:: Aangeleverde records ::

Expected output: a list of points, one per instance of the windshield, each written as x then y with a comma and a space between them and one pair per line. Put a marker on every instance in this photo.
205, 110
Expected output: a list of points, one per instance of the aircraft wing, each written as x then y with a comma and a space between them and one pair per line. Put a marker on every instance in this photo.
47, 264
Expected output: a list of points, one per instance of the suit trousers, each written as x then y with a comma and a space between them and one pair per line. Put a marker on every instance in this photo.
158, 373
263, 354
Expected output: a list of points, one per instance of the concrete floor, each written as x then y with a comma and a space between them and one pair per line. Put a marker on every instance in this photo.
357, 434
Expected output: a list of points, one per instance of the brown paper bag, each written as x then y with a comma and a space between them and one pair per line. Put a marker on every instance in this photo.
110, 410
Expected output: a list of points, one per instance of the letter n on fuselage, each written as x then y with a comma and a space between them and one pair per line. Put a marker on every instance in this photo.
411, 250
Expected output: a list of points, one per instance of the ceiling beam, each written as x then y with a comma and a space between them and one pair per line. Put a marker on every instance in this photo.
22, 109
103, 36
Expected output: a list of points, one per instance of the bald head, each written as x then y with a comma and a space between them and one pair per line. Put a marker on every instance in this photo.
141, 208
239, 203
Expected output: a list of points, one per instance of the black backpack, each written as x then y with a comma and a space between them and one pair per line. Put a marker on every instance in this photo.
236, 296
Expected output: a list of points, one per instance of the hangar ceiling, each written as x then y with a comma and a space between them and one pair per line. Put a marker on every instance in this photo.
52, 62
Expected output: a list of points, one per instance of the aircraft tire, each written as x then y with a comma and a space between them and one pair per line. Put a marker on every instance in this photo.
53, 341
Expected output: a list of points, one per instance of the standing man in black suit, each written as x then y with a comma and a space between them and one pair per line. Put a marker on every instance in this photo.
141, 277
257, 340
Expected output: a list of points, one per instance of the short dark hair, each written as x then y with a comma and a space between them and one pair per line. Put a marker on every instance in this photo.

:::

- Wat wordt gevraagd:
Schrijf de regels vanaf de regel met "of the black" tot en met het einde van de records opnieuw uit, ook de regels zonder getallen. Verschuif daarbij elke coördinaat in de antwoorden met -81.

- Oplossing:
Expected output: a list of points, one per instance of the black backpack, each written as x then y with a comma and a space between them and one pair per line. Put a marker on every instance in this photo.
155, 215
Expected output: a list of points, one per instance of the hangar ceiling, each written as x then y with a comma and a space between them and one pair per line. Put a marker on every instance in this photo.
-29, -19
Expected output: a list of points, one per instance of the aircraft tire, each written as x then y with a comma and a space between them and one pair per line. Put a marker on every instance in this photo.
-28, 260
Expected output: a list of points, one per instance of the standing man in black suit, each written as x then y with a comma and a space between them and one pair per line. Put a marker on every instance in this photo.
60, 196
176, 259
Expected output: a list of points, one per instance of the short dark hair, each written as x then y with a comma and a space between them and one pair per line. Put a marker on every instance in this photo.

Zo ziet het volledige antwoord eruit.